## PROBLEM TO WORK ON
Repeat the material in full. Keep every line exactly as it is.

## EXERCISE INPUT

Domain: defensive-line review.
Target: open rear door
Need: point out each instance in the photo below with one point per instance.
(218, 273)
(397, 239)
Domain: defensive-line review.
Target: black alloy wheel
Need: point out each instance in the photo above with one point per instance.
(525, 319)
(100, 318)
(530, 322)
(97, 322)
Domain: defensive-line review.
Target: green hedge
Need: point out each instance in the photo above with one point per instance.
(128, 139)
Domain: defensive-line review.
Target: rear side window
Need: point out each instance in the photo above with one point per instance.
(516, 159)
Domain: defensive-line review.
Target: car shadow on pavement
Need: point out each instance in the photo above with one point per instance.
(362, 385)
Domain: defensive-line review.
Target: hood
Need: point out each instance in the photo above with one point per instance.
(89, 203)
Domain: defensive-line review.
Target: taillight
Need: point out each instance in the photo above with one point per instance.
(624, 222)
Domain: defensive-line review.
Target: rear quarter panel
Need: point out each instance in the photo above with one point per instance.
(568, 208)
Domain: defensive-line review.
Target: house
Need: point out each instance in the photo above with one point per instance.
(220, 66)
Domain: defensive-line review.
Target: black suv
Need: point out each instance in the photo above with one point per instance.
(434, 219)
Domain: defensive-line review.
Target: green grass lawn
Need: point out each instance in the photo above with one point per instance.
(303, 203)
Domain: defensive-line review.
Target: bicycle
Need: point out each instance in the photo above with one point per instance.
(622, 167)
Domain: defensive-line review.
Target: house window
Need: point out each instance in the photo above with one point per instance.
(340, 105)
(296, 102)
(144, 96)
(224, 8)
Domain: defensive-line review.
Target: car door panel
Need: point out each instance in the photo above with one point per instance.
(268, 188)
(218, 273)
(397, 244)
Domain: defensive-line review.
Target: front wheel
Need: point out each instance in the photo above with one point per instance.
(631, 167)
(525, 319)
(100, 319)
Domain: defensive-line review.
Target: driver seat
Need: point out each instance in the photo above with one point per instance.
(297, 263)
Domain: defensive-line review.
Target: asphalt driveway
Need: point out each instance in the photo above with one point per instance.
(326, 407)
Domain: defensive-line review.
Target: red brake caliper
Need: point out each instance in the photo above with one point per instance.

## CORRECT OUTPUT
Domain: defensive-line review.
Target: open rear door
Need: point out each instance in the photo below with one point per instance.
(218, 273)
(397, 239)
Domain: defensive-line review.
Target: black alloy wheel
Need: point out each instance in the photo above with one point per instance.
(525, 319)
(100, 318)
(530, 322)
(97, 322)
Domain: defensive-line review.
Target: green hedge
Need: point out each instance in the photo above with one point per instance.
(128, 139)
Domain: defensive-line review.
Target: rear side window
Need: point out each instance in the photo above with one point per instance.
(516, 159)
Domain: defensive-line review.
Target: car shadow on pavement
Need: point out each instance in the photo above with one point per instance.
(362, 385)
Domain: defensive-line review.
Target: hood
Need: point out each instance in the photo above with one point per instance.
(89, 203)
Domain: defensive-line review.
Target: taillight
Need: point out each instance in the photo above with one point per instance.
(624, 222)
Domain: defensive-line review.
Target: rear quarter panel
Need: point out each instance in the photo above with one point per instance.
(568, 208)
Domain: defensive-line review.
Target: house
Need: point out each instance in the photo above with one point per instance.
(220, 66)
Domain: defensive-line review.
Target: black suv
Need: point out each instance in the photo above with one point per instance.
(434, 219)
Domain: defensive-line review.
Target: green grass lawn
Need: point out each instance in the photo above with one point per instance.
(303, 203)
Domain: defensive-line review.
Target: bicycle
Need: point out each instance in the photo above with one point per instance.
(622, 167)
Domain: defensive-line review.
Target: house window
Need: point out each instance in the photo above with one point per instance.
(340, 105)
(296, 102)
(144, 96)
(224, 8)
Domain: defensive-line review.
Target: car door panel
Need: point out each instance in the photo above with one point per instance.
(268, 188)
(218, 273)
(397, 244)
Domain: defensive-line review.
Target: front wheel
Need: point out each instance in the photo above with one point per instance.
(631, 167)
(525, 319)
(100, 319)
Domain: defensive-line review.
Target: driver seat
Need: point out each instance in the photo above with one point per instance.
(297, 263)
Domain: defensive-line review.
Target: asphalt driveway
Need: point out each instance in the photo above with one point per instance.
(326, 407)
Domain: defensive-line review.
Target: red brake caliper
Need: point out each instance in the photo above with one point per instance.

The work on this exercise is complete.